[[ PROVIDED PASSAGE open ]]

SNDL Inc. (NASDAQ: SNDL) will be acquiring four of Dutch Love’s seven stores and waiving $3 million in debt owed to the company by the dispensary chain as one of the transaction’s conditions.
The Calgary cannabis company announced the deal on Wednesday which will additionally consist of $1.5 million in cash payable to Lightbox Enterprises (doing business as Dutch Love) and $3.3 million in common SNDL shares provided to Lightbox for a total value of $7.8 million.
Lightbox will be providing SNDL with certain intellectual property related to its Dutch Love business. Three of the stores are located in British Columbia and one is situated in Ontario.
In 2022, those four stores generated a total revenue stream of $11.5 million. The transaction is expected to close by the end of May this year.
“We believe we have chosen the top performing Dutch Love stores located on some of the best real estate available,” said SNDL’s CEO Zach George.
Lightbox filed for bankruptcy at the end of October following negative repercussions to its Dutch Love business resulting from the COVID-19 pandemic. The adverse impact of the pandemic resulted in the company having insufficient liquidity to pay its two primary creditors, SNDL and George Melville Holdings Limited.

[[ PROVIDED PASSAGE closed ]]
[[ RECORD EXCERPTS open ]]

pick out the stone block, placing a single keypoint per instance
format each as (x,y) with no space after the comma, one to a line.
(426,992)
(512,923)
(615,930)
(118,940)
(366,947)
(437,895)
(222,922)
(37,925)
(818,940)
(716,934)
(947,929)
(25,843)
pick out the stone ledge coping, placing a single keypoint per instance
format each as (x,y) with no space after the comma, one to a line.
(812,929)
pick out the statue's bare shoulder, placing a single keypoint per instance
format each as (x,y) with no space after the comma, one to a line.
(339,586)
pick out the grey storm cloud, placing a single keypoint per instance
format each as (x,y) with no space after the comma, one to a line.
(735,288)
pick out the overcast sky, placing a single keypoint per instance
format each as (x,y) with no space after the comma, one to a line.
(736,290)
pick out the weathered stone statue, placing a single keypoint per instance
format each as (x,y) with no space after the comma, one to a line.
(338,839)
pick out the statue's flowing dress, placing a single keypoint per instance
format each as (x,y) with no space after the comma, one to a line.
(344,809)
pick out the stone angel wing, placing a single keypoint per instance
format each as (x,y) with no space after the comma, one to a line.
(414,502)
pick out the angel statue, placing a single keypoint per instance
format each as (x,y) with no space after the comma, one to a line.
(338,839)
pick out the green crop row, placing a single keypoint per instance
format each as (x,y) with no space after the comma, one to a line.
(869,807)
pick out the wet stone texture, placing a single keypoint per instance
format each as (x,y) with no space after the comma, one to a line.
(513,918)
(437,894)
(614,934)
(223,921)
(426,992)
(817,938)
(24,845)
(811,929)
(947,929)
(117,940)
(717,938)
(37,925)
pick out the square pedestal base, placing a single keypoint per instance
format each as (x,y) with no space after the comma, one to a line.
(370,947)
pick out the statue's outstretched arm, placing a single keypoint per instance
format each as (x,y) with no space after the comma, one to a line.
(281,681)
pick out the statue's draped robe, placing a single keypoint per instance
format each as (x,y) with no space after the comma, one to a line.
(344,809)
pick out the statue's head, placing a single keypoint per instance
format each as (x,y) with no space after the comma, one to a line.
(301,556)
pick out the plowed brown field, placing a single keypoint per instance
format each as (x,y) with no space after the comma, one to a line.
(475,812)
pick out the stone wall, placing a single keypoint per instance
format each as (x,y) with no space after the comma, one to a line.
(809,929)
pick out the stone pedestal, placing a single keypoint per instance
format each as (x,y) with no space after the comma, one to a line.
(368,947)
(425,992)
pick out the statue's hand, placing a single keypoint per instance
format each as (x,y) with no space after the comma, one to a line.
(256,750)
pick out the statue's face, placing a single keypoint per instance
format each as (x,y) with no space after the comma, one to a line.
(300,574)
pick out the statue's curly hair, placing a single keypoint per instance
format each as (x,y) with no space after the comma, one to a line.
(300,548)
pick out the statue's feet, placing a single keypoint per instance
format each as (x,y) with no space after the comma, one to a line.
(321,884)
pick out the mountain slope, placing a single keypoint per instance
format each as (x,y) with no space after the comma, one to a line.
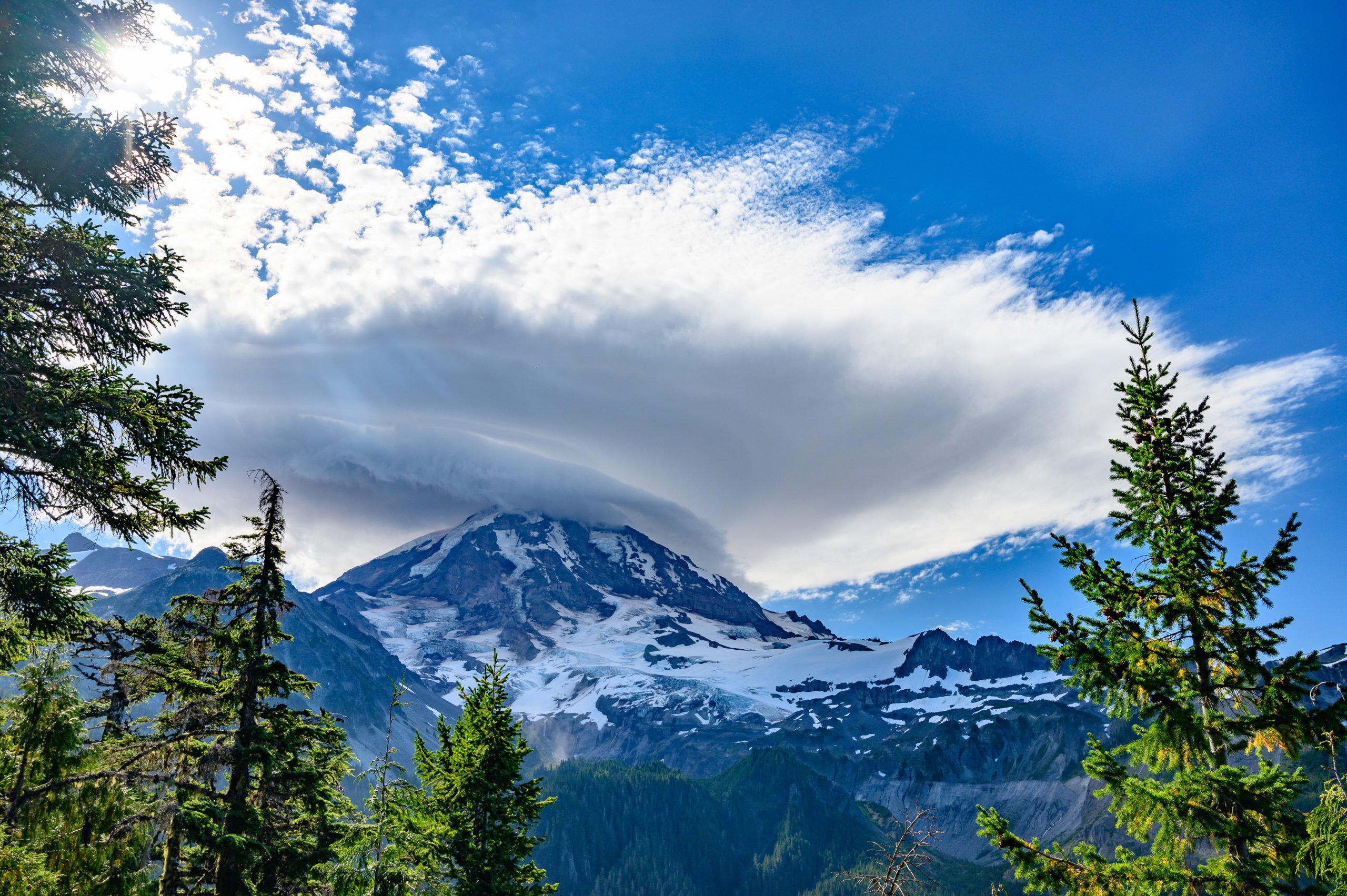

[[ RECORD EXCERPTS closed ]]

ASSIGNMENT 1:
Reproduce the part of the article on SNDL's Dutch Love deal word for word, from "The Calgary cannabis" up to and including "May this year.".
ASSIGNMENT 2:
Translate this sentence from the SNDL–Dutch Love article into Spanish: "Lightbox will be providing SNDL with certain intellectual property related to its Dutch Love business."
ASSIGNMENT 3:
Pick up the article on SNDL's purchase of Dutch Love stores where it ends, and write the next few sentences.

ANSWER 1:
The Calgary cannabis company announced the deal on Wednesday which will additionally consist of $1.5 million in cash payable to Lightbox Enterprises (doing business as Dutch Love) and $3.3 million in common SNDL shares provided to Lightbox for a total value of $7.8 million.
Lightbox will be providing SNDL with certain intellectual property related to its Dutch Love business. Three of the stores are located in British Columbia and one is situated in Ontario.
In 2022, those four stores generated a total revenue stream of $11.5 million. The transaction is expected to close by the end of May this year.

ANSWER 2:
Lightbox proporcionará a SNDL cierta propiedad intelectual relacionada con su negocio Dutch Love.

ANSWER 3:
Since 2021, Lightbox has been selling its assets and actively looking for other means to address its financial issues. SNDL delivered Lightbox a demand for payment and notice of intention to enforce security under section 244(1) of the Bankruptcy and Insolvency Act on October 17 last year.
SNDL recently cut 85 jobs from its Olds Alberta production facility last month as part of a cost-saving initiative and acquired The Valens Company Inc. (TSX: VLNS) (Nasdaq: VLNS) in a transaction worth $138 million in January.
The company also acquired the Zenabis Business and its 380,000-square-foot indoor cultivation facility in New Brunswick last November.
SNDL’s stock stayed flat at US$1.57 Thursday on the Nasdaq Exchange and has declined by 13.74 per cent since the beginning of March.